[Stored items from a collection]
_____

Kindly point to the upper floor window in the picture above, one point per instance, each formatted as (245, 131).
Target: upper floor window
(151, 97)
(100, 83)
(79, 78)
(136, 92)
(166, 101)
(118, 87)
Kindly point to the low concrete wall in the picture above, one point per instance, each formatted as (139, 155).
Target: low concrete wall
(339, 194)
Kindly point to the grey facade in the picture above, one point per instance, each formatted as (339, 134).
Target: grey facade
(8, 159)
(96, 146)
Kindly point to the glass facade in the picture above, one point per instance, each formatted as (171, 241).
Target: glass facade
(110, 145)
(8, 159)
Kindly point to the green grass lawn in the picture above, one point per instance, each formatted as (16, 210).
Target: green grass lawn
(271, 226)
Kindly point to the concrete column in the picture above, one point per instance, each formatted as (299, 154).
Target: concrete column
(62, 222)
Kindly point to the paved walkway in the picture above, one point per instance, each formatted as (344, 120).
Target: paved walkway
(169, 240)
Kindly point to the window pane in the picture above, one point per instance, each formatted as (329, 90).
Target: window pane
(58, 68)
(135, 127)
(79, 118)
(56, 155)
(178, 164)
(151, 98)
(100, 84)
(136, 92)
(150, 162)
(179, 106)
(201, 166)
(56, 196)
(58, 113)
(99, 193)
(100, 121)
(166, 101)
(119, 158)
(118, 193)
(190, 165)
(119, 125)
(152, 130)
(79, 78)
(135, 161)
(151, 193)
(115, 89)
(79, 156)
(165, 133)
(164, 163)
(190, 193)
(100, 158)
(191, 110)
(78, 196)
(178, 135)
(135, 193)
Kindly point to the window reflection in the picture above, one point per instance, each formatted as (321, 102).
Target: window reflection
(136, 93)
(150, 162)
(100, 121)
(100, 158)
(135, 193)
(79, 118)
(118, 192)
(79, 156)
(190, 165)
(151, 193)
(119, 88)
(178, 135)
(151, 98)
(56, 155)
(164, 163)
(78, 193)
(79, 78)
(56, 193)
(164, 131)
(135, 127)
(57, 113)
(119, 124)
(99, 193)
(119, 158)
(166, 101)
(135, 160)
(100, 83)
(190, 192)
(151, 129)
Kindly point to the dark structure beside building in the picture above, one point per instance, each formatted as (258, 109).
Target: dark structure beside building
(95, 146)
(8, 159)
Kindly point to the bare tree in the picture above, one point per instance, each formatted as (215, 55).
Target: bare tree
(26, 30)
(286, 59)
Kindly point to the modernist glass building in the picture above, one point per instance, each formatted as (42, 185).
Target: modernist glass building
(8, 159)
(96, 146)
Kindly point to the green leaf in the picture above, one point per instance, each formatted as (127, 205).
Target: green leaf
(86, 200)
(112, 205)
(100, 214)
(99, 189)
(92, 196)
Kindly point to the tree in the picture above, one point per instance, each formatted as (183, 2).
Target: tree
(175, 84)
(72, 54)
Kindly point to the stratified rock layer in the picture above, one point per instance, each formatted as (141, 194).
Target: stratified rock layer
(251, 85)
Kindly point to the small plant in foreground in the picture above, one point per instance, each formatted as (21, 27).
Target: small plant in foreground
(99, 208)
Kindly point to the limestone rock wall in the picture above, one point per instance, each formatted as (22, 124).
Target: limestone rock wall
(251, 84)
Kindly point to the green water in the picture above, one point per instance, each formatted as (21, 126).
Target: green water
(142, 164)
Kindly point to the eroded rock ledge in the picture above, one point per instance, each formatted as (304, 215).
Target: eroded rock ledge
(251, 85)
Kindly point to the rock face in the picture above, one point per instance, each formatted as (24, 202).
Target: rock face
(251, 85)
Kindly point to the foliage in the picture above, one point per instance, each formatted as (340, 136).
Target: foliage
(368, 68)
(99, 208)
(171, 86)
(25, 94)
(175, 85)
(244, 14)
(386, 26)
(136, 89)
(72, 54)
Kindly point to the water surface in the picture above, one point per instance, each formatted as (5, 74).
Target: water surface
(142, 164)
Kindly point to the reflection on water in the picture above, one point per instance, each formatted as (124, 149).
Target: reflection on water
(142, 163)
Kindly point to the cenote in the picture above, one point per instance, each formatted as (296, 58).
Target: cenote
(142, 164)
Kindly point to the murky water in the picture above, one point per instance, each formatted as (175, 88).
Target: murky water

_____

Exercise
If a line in the entries holds the string "murky", copy it.

Output of the exercise
Kindly point to the murky water in the picture above, one point per instance, each formatted as (175, 88).
Target: murky water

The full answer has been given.